Extract to read:
┌──
After a rollout completes, the payoff is propagated back through all visited nodes:

// Compute payoff (normalized to [0,1])
float value = state.tricks_won[observer_partnership] / total_tricks;

// Backpropagate through the path
for (int32_t idx : path) {
    arena[idx].visits++;
    arena[idx].total_value += value;
}

Key points:

  • Payoff is normalized to [0, 1] (fraction of tricks won by observer's partnership)
  • Every node on the descent path is updated (not just the expanded node)
  • Both visits and total_value are incremented to maintain running averages

Search Algorithm

FOR each iteration:
    1. DETERMINIZE: Sample deal from belief state
    2. DESCEND tree:
       - Observer's turn: UCB1 select or expand
       - Opponent's turn: Random legal move
    3. ROLLOUT: Random playout to game end
    4. BACKPROPAGATE: Update visits and values

RETURN most-visited root child

Full Algorithm:

template<typename Variant, typename RNG>
card ismcts_search(
        const game_state<Variant>& root_state,
        const belief_state<Variant>& belief,
        const search_config& config,
        RNG& rng) {

    vector<ismcts_node<Variant>> arena;
    arena.reserve(config.iterations + 1);
    arena.emplace_back();  // Root node

    for (int iter = 0; iter < config.iterations; ++iter) {
        // 1. Determinize
        auto state = determinize(root_state, belief, rng);

        int32_t node = ROOT;
        vector<int32_t> path = {ROOT};
        bool in_tree = true;

        // 2. Tree descent
        while (state.tricks_remaining > 0) {
            seat cur = state.current_player;

            if (cur == observer && in_tree) {
                card_mask legal = rules::legal_moves(state);

                // Update availability for existing children
                for each child c in legal:
                    arena[c].availability++;

                card_mask unexplored = legal & ~arena[node].expanded;

                if (unexplored != 0) {
                    // EXPAND: create new child node
                    card c = random_from(unexplored);
                    int32_t child = create_child(c);
                    arena[node].children[c] = child;
                    arena[node].expanded |= (1ULL << c);

                    rules::play_card(state, observer, c);
                    path.push_back(child);
                    in_tree = false;  // Switch to rollout
                } else {
                    // SELECT: UCB1 best child
                    card best_card = argmax(legal, ucb1_score);
                    rules::play_card(state, observer, best_card);
                    path.push_back(arena[node].children[best_card]);
                    node = children[best_card];
                }
            } else {
                // Opponent or rollout: random move
                card c = random_legal_move(state);
                rules::play_card(state, cur, c);
            }
        }

        // 3. Compute payoff (normalized to [0,1])
└──
To-do list:
A - In the excerpt on the search algorithm, what does the search return after all iterations?
B - Quote the part of the excerpt on the search algorithm between "float value = state.tricks_won[observer_partnership]" and "the expanded node)", inclusive.

Source excerpt:
┌──
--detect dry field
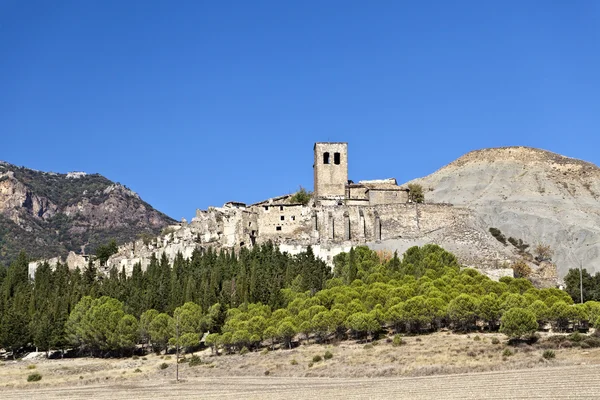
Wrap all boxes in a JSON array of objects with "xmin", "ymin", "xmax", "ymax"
[{"xmin": 0, "ymin": 333, "xmax": 600, "ymax": 400}]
└──
Solutions to the problems:
A - The most-visited root child.

B -
float value = state.tricks_won[observer_partnership] / total_tricks;

// Backpropagate through the path
for (int32_t idx : path) {
    arena[idx].visits++;
    arena[idx].total_value += value;
}

Key points:

  • Payoff is normalized to [0, 1] (fraction of tricks won by observer's partnership)
  • Every node on the descent path is updated (not just the expanded node)